▶ **Source extract**:
= = =

Bindu Shajan Perappadan
The Institute conducted an enquiry following allegations of medical negligence
NEW DELHI: Following allegations by relatives of a 17-year-old girl that she tested HIV-positive after being administrated contaminated blood at the All-India Institute of Medical Sciences (AIIMS) here and later died of medical complications associated with pneumonia, the Institute on Wednesday ordered an enquiry into the matter.
On the basis of available medical records, the Institute clarified: "The patient had tested HIV-positive when she was first admitted to the Institute on November 2, 2006, and any claims of her having tested HIV-positive due to medical negligence at the Institute is false."
This is contrary to claims made by the girl's relatives who maintained that she was HIV-negative when she was admitted to the Institute last November 2. According to them, she had tested positive only after being administered contaminated blood at the Institute.
"She was admitted with dengue and needed blood transfusion. We believe that contaminated blood was administered to the girl," alleged Bibek Pattanaik, a social worker associated with the case.
AIIMS Medical Superintendent and spokesperson Shakti Kumar Gupta said: "The patient was first admitted to AIIMS on November 2 through the hospital Casualty. At that time, she had loose motions, pain in the abdomen, blood in stools and vomiting. She had a history of having received tuberculosis treatment in 2005-06. She was provisionally diagnosed to be suffering from inflammatory bowel problem -- Crohn's disease -- and was hospitalised. She was evaluated and treated for the same. During the course of investigations, since she was suffering from Crohn's disease that is associated with immune system dysfunction, her blood was tested for HIV on November 4 and she was found to be HIV-positive. As per established protocol, the patient's attendant was advised to collect the report and send the patient for counselling."
According to Dr. Gupta, the patient was also found to have dengue fever and her low platelet count required platelet transfusion. Her treatment continued and she was discharged from the Institute on November 18, he added.
Giving details of her recent treatment, he said: "The patient was again admitted on March 11 from the hospital Casualty. She had presented symptoms of respiratory distress and was admitted under the Department of Medicine and was treated for her ailment. Two days later she was shifted to the ICU and she died on March 26. The cause of death was identified as acute respiratory distress syndrome with sepsis along with refractory shock and bilateral severe pneumonia with HIV-positive."
Stating that the patient was HIV-positive at the time of her initial hospitalisation in November even before platelet transfusion were given to her an Institute, Dr. Gupta said: "At the hospital's blood bank, all blood and blood products are being tested for all infectious markers as per guidelines of the National Blood Transfusion Council including HIV for which P-24 antigen testing is done. It is a very sensitive test and therefore it is not practically possible for anyone to get HIV infection through transfusion of blood or platelet from the Institute."

= = =

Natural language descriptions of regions

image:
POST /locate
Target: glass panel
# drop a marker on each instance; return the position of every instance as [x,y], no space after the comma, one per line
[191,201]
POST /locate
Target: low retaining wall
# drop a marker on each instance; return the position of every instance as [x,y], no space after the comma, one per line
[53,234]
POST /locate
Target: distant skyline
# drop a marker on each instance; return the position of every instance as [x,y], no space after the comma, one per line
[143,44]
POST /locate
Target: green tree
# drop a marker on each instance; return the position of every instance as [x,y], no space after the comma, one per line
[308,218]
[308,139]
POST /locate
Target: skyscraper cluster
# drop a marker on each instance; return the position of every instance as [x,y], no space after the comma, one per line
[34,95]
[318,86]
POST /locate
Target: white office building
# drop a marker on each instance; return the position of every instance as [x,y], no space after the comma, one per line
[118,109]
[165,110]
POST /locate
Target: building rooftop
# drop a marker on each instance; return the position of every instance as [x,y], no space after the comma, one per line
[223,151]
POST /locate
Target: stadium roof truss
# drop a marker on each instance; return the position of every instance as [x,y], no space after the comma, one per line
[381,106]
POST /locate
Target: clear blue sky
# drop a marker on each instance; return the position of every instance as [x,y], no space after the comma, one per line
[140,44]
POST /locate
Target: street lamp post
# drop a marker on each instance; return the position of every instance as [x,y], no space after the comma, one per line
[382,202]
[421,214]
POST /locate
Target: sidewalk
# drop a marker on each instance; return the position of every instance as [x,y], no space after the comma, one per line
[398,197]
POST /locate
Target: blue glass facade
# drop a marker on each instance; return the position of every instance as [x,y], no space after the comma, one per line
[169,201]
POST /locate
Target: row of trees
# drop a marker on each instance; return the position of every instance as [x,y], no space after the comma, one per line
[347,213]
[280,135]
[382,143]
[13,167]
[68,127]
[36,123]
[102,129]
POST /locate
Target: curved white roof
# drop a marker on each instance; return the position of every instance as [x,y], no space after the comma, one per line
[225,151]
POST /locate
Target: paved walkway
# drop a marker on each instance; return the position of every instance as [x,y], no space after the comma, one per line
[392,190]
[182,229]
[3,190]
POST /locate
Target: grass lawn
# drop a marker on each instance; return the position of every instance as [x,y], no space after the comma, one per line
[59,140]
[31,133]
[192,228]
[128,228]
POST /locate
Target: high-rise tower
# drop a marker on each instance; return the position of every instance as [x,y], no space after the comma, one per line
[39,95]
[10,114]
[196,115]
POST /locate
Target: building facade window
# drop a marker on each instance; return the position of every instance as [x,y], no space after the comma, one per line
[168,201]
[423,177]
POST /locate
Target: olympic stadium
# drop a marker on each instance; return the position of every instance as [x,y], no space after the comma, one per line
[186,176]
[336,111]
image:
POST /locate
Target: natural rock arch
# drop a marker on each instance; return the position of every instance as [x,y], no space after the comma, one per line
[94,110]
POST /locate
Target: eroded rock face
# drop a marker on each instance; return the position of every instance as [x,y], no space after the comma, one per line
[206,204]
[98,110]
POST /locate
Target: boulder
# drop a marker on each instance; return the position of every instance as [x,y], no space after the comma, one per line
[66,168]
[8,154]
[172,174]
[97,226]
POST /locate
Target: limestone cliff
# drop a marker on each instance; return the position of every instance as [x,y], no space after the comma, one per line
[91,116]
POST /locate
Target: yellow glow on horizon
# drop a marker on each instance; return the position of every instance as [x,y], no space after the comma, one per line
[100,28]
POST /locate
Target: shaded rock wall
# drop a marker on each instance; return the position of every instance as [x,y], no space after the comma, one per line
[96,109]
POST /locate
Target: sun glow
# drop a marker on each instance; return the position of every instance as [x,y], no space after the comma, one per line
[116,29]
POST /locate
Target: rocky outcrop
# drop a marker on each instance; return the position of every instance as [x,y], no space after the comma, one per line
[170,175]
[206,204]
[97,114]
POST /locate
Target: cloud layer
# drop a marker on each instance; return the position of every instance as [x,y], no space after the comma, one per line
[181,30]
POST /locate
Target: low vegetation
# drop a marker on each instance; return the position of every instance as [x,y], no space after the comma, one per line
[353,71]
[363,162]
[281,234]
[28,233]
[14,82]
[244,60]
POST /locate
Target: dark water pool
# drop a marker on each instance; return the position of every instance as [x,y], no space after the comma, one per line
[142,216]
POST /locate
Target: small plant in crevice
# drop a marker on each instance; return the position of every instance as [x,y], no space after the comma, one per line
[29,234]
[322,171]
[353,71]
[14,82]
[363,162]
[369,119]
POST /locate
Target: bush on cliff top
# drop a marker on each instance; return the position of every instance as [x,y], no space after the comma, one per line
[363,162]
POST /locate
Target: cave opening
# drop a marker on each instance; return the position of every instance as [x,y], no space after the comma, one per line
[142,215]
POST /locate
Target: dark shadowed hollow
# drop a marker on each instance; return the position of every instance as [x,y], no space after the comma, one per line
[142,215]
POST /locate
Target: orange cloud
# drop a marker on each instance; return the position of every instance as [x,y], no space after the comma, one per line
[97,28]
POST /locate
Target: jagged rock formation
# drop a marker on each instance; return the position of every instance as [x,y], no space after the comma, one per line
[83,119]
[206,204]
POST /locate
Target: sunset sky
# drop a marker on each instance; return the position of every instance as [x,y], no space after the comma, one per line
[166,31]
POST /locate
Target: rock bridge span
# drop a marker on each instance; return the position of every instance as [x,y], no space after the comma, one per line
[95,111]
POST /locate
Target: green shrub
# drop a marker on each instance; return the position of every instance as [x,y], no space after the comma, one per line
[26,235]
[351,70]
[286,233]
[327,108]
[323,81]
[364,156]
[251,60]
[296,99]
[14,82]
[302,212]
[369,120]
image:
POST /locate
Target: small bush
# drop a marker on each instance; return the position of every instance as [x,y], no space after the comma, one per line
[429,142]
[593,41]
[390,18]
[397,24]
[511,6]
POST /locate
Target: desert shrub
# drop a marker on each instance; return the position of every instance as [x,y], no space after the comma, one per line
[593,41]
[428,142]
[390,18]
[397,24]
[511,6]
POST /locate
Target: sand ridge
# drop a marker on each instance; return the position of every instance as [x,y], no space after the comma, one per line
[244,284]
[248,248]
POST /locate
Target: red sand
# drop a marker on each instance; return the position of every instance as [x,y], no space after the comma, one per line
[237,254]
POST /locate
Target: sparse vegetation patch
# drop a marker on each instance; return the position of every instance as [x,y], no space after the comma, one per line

= = =

▶ **The problem**:
Please copy the news report from the words "This is contrary" through "with the case.", swapping "contaminated blood" for "infected blood".

▶ **Response below**:
This is contrary to claims made by the girl's relatives who maintained that she was HIV-negative when she was admitted to the Institute last November 2. According to them, she had tested positive only after being administered infected blood at the Institute.
"She was admitted with dengue and needed blood transfusion. We believe that infected blood was administered to the girl," alleged Bibek Pattanaik, a social worker associated with the case.